**WHAT TO WORK ON**: Return all the entries exactly, keeping pictures out.
---------- PROVIDED DATA ----------
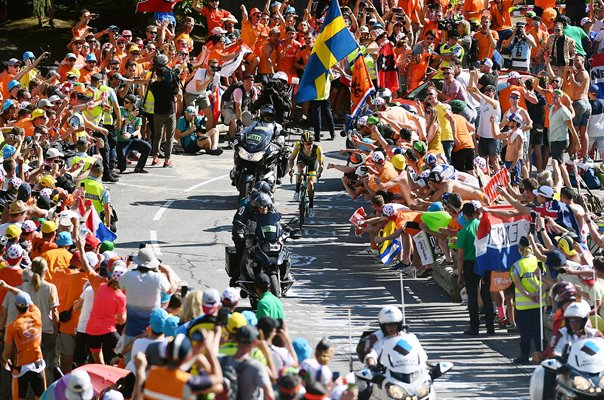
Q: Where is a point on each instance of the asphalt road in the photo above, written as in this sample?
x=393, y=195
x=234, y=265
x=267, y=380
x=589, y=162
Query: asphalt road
x=185, y=212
----------
**THE ANSWER**:
Q: Where is a point on each instance of the asphalt road in the photo above, written as in this sample?
x=393, y=195
x=234, y=265
x=267, y=380
x=589, y=162
Query: asphalt road
x=185, y=212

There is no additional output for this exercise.